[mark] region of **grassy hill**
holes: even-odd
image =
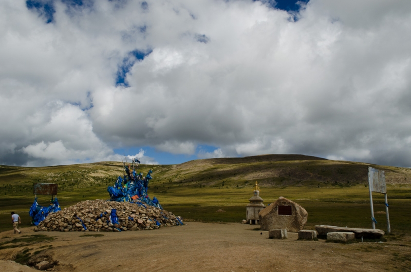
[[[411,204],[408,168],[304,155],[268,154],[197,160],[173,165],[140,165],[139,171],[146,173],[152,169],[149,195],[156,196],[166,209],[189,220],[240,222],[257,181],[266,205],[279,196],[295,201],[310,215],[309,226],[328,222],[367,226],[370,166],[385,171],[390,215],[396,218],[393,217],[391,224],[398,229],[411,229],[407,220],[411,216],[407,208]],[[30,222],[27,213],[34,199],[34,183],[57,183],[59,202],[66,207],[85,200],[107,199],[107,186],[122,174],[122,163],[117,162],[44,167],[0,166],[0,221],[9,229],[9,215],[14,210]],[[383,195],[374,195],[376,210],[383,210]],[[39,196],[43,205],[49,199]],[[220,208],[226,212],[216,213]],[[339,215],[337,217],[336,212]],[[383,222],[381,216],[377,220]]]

* * *

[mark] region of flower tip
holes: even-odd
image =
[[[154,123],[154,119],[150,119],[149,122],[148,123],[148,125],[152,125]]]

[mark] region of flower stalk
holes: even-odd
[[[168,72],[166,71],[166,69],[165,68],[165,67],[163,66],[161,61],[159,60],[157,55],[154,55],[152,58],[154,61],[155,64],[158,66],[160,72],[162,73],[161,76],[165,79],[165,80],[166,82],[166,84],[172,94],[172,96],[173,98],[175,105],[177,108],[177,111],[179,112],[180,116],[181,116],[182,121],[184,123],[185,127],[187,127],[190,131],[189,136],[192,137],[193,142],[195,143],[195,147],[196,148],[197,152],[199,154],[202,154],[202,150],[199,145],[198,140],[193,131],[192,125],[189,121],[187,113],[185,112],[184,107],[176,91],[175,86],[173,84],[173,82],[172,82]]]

* * *

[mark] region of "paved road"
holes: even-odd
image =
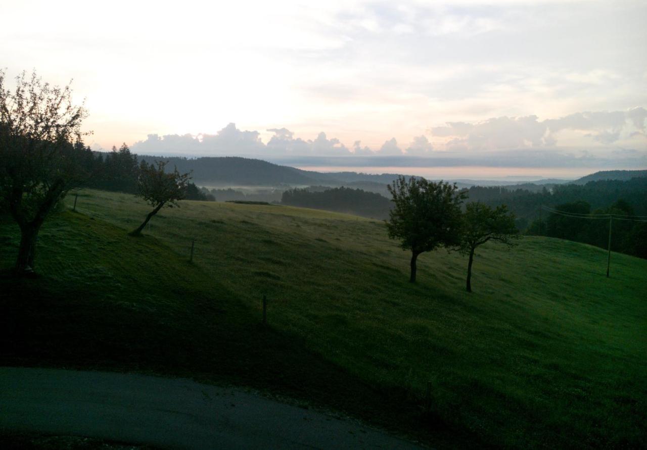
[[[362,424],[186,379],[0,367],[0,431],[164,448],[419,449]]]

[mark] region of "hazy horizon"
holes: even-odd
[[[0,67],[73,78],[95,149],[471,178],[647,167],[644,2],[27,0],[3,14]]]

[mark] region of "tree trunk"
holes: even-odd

▸ **Exercise instructions**
Tally the lines in the rows above that contain the string "flower", treating case as significant, and give only the number.

▸ **The answer**
2